● **The exercise**
In the forum thread on Russian pronunciation, what does Awwal12 say Ukrainian does with intervocalic [j]?

● **Document extract**
* START *

That sounds closer to what I hear. Thanks!



Maroseika said:


> this [j] is very weak, as already mentioned. But although the weaker it is the faster is the speech, but it's definetely always there no matter how fast one speaks. At least [sʊɕːɪstˈvʲitʲɪlʲn*əə*] would sound extremely weird.



As other Russians users said above that there is no [j] in these vowel clusters in fast speech and I don't hear it at all, I have to agree with them. The monophtong is surely not a [əː], though, but rather closer to [e̞], as confirmed by @Eirwyn.

I'd appreciate if some moderator could rename this thread to "Pronunciation of unstressed endings -ое and -ая". So, it will be easier to find by other learners of Russian with the same question.


----------



## Nikined

Awwal12 said:


> Normally there is no [j] in the unstressed inflectional vowel clusters. Not even in slower speech, it is purely phonemic (just what I mentioned recently in the thread about the IPA in dictionaries);


А в других славянских языках, не знаете, такая же история?
Например, Украïна; репрезентациja


----------



## Awwal12

At least Ukrainian keeps intervocal [j] intact, and quite consistently.


----------



## Assiduous student

I also have the feeling intervocalic /j/ is present only suggestively if at all, and the example of the Ukrainian pronunciation of украина is a case in point. I would add: следующий - often sounds like следущий (native speakers might comment on whether this is so); проект sounds like проэкт or has only the most suggestive /j/. Probably it is [ɪ̯], as mentioned by Awwal, or not there at all. I would like to bring into this verb conjugation patterns that have -аешь and similar endings, apparently with no or only the very most fleeting /j/ (знаешь=знаэшь),

A final thing that surprised me listening to the recording of У войны не женское лицо is that ЕЩЁ can be pronounced without an initial yod - and indeed that is how the reader pronounces it consistently, ie. ищё. And a final, final thing is that the interesting video on старомосковское произношение on Youtube by Микитко сын Алексеев shows that the Old Moscow way of pronouncing иx, им, etc had an initial yod, in fact, like the Ukrainian їх, їм.

* END *

● **Stored entries**
* START *

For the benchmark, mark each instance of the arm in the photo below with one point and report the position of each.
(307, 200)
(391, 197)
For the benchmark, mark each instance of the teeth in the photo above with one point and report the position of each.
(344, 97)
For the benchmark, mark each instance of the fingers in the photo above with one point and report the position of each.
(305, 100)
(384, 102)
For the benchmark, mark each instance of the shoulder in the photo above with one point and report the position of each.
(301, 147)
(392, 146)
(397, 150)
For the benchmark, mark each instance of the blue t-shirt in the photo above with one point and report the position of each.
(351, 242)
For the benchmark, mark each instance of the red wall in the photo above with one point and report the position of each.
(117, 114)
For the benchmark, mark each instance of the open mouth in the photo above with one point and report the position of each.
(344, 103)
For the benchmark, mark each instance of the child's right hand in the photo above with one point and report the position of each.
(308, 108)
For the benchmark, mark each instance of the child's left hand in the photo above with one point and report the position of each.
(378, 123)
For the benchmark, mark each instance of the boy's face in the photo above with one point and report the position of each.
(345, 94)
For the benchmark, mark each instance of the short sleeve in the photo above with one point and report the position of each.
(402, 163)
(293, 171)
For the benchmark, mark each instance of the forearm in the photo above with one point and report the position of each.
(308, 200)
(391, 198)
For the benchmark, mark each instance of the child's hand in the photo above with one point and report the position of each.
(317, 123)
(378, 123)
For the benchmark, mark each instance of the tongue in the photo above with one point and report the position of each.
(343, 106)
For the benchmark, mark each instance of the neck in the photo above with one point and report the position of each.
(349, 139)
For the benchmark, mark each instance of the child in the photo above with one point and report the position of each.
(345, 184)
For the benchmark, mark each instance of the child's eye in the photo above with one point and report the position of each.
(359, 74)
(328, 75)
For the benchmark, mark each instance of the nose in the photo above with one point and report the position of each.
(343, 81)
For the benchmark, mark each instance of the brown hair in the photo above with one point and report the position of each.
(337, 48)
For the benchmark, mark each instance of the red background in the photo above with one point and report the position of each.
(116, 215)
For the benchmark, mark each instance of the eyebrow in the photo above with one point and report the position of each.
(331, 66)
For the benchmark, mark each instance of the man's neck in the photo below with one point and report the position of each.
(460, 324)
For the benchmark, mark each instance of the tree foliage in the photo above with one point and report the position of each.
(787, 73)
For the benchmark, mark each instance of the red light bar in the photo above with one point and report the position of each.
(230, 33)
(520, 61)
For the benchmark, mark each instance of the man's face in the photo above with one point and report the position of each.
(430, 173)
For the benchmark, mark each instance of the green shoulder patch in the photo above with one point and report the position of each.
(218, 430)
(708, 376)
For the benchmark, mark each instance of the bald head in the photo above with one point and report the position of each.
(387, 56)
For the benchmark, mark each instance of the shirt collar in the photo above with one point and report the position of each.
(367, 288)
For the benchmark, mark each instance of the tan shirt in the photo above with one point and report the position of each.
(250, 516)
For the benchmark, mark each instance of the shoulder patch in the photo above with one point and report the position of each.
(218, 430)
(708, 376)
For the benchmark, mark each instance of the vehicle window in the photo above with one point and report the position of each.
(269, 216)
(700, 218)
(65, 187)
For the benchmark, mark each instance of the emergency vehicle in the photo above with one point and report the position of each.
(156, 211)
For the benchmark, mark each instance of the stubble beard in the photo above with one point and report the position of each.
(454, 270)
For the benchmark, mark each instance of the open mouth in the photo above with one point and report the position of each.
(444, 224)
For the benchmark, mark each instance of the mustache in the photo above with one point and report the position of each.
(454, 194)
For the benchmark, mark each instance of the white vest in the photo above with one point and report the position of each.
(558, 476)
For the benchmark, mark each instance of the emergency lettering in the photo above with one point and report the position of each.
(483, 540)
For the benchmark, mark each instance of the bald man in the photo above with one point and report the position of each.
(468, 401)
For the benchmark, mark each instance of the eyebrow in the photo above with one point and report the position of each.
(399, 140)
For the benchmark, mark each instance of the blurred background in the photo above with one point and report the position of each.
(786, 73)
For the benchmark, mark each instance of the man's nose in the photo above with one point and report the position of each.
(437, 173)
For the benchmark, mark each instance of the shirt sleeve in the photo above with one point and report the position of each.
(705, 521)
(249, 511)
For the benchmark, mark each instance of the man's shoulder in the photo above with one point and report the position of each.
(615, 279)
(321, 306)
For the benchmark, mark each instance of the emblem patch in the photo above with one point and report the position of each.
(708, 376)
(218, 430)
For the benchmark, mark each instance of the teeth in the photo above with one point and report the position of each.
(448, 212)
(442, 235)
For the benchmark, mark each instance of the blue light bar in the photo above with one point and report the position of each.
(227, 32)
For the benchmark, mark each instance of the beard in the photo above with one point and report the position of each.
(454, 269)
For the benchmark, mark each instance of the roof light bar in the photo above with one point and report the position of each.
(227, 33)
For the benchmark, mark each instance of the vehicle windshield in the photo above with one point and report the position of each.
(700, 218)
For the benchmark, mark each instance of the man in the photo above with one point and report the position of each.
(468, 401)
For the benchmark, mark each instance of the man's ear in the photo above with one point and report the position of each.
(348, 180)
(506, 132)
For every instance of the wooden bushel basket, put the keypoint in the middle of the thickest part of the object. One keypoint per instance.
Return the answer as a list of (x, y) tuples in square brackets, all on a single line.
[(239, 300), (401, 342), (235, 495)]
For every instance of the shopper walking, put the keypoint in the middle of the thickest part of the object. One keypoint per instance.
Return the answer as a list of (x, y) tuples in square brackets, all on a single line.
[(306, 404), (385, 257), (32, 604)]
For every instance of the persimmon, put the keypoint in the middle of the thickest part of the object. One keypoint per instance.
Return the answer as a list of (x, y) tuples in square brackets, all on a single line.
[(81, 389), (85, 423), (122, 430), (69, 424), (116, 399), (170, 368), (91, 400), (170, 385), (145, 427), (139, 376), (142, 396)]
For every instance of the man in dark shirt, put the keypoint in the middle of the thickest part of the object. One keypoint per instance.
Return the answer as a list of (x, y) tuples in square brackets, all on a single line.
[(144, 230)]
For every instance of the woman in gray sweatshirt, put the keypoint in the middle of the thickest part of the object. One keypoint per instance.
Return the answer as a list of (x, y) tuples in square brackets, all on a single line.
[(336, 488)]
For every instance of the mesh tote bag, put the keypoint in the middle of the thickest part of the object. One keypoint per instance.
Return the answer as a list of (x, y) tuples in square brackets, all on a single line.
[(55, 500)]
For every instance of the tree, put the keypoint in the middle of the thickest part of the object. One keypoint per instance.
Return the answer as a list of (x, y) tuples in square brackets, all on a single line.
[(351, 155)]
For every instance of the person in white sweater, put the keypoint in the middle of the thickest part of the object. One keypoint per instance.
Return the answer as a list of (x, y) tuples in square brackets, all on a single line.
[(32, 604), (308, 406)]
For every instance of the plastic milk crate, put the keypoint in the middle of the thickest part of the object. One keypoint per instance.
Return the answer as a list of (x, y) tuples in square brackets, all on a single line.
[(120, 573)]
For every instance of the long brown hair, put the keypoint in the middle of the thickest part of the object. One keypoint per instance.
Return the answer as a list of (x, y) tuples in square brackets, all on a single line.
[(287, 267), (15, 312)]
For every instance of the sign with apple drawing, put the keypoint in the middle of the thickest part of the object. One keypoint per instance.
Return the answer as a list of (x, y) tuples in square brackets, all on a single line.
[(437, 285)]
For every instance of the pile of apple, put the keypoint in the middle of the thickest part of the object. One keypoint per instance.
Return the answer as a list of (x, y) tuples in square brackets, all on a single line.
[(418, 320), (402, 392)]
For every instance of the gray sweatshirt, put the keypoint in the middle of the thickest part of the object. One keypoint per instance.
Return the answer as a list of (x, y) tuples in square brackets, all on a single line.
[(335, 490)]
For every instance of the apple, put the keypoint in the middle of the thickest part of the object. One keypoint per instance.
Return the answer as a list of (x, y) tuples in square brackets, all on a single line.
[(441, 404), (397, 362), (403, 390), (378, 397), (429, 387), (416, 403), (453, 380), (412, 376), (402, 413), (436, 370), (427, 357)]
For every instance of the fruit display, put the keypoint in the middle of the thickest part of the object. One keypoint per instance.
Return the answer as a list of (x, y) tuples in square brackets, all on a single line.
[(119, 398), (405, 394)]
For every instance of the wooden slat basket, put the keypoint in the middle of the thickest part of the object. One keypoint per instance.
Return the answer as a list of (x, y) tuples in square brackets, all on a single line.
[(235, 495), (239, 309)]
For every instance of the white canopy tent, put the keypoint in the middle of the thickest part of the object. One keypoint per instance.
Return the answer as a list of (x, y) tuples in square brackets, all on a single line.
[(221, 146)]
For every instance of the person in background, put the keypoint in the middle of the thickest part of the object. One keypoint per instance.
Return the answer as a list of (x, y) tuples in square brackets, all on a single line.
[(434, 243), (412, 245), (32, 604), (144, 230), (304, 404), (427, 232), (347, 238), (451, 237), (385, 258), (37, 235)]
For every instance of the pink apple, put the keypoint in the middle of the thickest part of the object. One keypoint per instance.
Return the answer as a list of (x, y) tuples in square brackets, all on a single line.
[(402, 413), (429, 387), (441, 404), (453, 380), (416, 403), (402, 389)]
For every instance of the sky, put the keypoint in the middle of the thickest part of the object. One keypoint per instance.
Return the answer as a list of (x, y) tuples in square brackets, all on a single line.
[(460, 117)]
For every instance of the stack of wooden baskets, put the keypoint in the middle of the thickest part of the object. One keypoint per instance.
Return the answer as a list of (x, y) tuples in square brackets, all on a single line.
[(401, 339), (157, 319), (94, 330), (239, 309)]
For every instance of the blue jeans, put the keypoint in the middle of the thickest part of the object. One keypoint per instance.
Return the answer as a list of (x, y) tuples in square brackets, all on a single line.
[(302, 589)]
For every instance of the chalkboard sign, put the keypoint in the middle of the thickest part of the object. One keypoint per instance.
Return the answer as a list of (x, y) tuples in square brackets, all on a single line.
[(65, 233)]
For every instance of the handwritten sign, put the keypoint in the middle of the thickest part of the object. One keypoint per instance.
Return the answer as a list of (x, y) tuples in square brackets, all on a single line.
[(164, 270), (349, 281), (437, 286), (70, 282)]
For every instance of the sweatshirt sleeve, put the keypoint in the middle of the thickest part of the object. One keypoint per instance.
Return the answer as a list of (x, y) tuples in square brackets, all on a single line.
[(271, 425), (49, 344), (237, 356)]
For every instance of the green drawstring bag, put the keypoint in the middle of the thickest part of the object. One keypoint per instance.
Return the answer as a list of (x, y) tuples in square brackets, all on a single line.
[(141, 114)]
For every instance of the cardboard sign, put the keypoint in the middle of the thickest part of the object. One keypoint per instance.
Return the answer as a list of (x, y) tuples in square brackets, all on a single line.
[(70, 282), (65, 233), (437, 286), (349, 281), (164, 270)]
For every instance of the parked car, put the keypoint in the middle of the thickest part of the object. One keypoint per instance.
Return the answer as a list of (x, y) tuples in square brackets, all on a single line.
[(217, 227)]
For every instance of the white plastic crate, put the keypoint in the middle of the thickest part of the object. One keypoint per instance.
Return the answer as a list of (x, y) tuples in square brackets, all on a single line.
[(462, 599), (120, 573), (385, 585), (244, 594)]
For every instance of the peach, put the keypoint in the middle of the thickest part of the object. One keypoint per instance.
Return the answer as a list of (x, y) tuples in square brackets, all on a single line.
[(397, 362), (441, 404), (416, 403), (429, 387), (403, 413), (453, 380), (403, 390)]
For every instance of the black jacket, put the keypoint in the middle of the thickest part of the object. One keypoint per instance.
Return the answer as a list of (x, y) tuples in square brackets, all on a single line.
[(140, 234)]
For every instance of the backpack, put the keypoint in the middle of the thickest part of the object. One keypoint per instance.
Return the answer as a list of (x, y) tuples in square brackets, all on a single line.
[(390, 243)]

* END *

● **The output**
Ukrainian keeps intervocalic [j] intact, and quite consistently.